# Complete the following:
- 1) Retype the part of the Jane K. Schapiro obituary that opens with the words containing "Jane K. Schapiro, a" and closes with "She was 96.".
- 2) Carry on the obituary of Jane K. Schapiro from the point where it stops.

# Selected text:
[Start of section]

Jane K. Schapiro, a Baltimore philanthropist who supported both the arts and education and was a benefactor of cultural and educational organizations in Israel, died Saturday of congestive heart failure at her condominium in the Colonnade in the city’s Tuscany-Canterbury neighborhood.
She was 96.
“There are not enough adjectives to describe Jane,” said Marty Waxman, a longtime friend and former vice president of finance resource development for The Associated: Jewish Federation of Baltimore. “She was gracious, hospitable, sociable and a political liberal. Those are the best things I can say about her. She was the last of her generation, and the first of her generation to go through and break the glass ceiling and become a leader."
The former Jane Krieger, the daughter of industrialist Abraham Krieger, who co-owned the old Gunther Brewing Co. from 1931 until its sale in 1959, and his wife, Ruth Krieger, a homemaker, was born in Baltimore and raised in Forest Park and at “The Wedge,” a family farm in Towson.

[End of section]

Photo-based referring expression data
[Start of section]

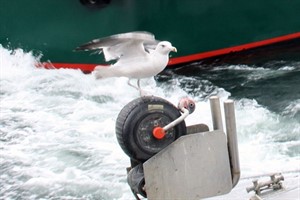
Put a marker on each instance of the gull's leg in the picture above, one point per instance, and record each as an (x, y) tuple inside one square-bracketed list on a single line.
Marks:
[(142, 92), (138, 87)]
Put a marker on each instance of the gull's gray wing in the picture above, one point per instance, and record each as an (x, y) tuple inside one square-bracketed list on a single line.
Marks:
[(122, 46)]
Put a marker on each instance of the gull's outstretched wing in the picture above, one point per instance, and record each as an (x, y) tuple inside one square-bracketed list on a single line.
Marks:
[(123, 46)]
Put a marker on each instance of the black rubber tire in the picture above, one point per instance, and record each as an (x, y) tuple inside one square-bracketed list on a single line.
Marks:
[(136, 121)]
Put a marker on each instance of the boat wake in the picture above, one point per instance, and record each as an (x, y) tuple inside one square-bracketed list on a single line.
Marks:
[(58, 126)]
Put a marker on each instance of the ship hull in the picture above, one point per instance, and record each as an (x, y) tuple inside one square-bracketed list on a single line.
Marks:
[(196, 28)]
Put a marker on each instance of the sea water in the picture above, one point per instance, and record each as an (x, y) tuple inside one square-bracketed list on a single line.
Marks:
[(57, 127)]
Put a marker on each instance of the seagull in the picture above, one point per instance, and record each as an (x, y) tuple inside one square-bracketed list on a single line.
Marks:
[(137, 54)]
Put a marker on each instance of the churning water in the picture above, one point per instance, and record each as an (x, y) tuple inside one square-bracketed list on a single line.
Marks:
[(57, 126)]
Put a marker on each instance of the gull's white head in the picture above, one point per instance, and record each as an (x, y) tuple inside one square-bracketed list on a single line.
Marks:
[(165, 47)]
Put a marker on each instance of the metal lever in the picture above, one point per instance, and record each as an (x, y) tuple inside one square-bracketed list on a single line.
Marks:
[(186, 106)]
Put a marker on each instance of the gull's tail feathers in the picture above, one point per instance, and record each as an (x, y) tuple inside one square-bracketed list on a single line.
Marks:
[(101, 72)]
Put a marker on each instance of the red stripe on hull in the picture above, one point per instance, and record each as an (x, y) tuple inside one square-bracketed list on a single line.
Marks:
[(209, 54), (186, 59)]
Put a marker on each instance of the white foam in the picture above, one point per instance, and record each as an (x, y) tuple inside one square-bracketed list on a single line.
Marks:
[(58, 136)]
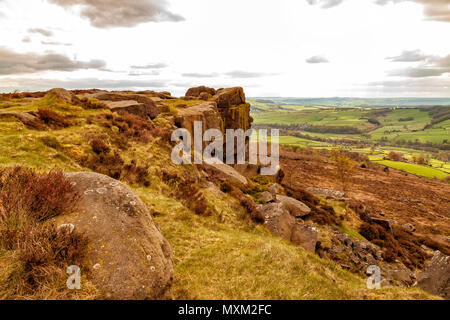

[End of section]

# Answers below:
- 1)
Jane K. Schapiro, a Baltimore philanthropist who supported both the arts and education and was a benefactor of cultural and educational organizations in Israel, died Saturday of congestive heart failure at her condominium in the Colonnade in the city’s Tuscany-Canterbury neighborhood.
She was 96.

- 2)
She was also the niece of Zanvyl Krieger, her father’s brother, the Baltimore philanthropist who played a major role in bringing the Orioles to Baltimore in 1954, and in addition to being a major investor in the team, also had a financial interest in the Baltimore Colts and the Baltimore Clippers, a minor league hockey team.
After graduating in 1940 from Forest Park High School, Mrs. Shapiro began her college studies at Goucher College and remained there until eloping with LeRoy S. “Lee” Cohen, a lieutenant commander in the Navy who was studying at the Naval Academy.
“He wanted a date to the academy tea dance. She lost when she drew the short matchstick,” wrote Jack Fruchtman, a son-in-law, in a biographical profile of Mrs. Shapiro.
“The couple fell in love and eloped when she was just 19 years old. Her father opposed the marriage given her young age and student status,” he wrote. “On hearing of their elopement, her mother met them at the airport and handed her daughter a cookbook, ‘How to Make Your Husband Happy.’ ”
After World War II ended, her husband returned to Baltimore, and within a few years reconciled with his father-in-law and went to work at Gunther’s, rising to become its president in 1954.
After studying journalism at New York University during the war, Mrs. Shapiro earned a bachelor’s degree in literature in 1952 from Goucher.
Her husband died at the age of 48 while on a trip to Israel in 1966 with his family.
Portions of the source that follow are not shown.